* Exercise *
Copy the part of the records that opens with the line containing "point: swamp water" and runs through the end of the records, replacing every "instance" with "object" and changing nothing else. Give only those lines.
---
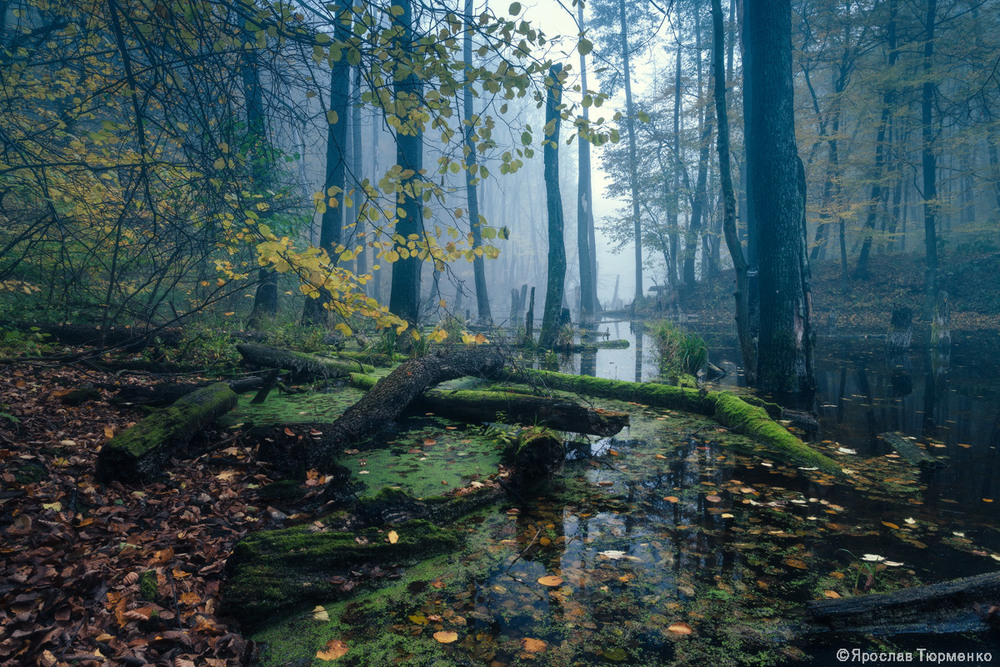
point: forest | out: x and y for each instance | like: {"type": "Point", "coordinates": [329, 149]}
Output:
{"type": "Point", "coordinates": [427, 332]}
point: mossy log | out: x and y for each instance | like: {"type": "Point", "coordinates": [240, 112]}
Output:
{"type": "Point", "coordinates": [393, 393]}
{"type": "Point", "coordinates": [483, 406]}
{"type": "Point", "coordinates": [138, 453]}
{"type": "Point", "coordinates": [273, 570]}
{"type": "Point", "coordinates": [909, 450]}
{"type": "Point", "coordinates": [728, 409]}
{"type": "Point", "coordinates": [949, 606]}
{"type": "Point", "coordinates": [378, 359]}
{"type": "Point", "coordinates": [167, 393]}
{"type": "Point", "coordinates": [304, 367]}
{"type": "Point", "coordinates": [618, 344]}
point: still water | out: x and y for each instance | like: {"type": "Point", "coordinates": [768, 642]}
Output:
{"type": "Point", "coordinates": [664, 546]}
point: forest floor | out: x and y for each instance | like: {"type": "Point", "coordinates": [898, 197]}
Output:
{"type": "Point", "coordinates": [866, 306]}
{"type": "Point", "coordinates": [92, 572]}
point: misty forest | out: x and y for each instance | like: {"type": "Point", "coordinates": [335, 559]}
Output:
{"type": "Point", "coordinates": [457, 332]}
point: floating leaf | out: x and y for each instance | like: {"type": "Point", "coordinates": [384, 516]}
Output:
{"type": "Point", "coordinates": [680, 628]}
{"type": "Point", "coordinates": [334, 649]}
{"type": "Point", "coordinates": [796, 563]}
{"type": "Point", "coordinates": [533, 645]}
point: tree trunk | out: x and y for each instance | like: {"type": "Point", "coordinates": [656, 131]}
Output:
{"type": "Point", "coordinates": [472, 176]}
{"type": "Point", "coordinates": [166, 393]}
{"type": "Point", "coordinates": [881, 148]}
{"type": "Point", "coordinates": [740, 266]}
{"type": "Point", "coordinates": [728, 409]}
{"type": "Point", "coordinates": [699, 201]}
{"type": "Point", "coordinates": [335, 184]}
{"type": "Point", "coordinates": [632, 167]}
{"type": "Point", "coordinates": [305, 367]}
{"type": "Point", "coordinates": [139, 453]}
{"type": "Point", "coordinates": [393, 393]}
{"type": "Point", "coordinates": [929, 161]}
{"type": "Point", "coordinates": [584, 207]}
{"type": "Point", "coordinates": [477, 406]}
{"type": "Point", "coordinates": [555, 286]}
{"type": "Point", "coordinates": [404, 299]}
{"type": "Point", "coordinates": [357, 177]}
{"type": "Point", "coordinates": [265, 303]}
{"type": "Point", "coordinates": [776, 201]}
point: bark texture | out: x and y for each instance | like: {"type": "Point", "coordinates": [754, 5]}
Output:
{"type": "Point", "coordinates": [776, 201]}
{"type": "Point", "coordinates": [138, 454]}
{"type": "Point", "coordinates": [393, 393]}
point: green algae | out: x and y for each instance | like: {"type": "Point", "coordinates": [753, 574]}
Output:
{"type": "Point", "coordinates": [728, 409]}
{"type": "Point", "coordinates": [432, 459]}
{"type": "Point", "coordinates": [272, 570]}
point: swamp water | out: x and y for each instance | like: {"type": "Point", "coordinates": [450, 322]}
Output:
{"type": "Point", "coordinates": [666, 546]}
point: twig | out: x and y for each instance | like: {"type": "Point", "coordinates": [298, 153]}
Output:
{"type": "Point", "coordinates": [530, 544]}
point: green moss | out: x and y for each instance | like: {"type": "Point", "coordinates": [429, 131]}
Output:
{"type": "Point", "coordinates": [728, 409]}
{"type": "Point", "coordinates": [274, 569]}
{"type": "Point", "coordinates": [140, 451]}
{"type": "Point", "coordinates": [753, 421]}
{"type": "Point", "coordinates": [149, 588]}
---
* Complete output *
point: swamp water | out: x and y for each object | like: {"type": "Point", "coordinates": [450, 322]}
Output:
{"type": "Point", "coordinates": [666, 546]}
point: twig | out: x and y for each object | like: {"type": "Point", "coordinates": [298, 153]}
Output:
{"type": "Point", "coordinates": [530, 544]}
point: green moss | out: x and y for each object | like: {"type": "Point", "coordinates": [429, 131]}
Output:
{"type": "Point", "coordinates": [728, 409]}
{"type": "Point", "coordinates": [274, 569]}
{"type": "Point", "coordinates": [140, 451]}
{"type": "Point", "coordinates": [753, 421]}
{"type": "Point", "coordinates": [149, 588]}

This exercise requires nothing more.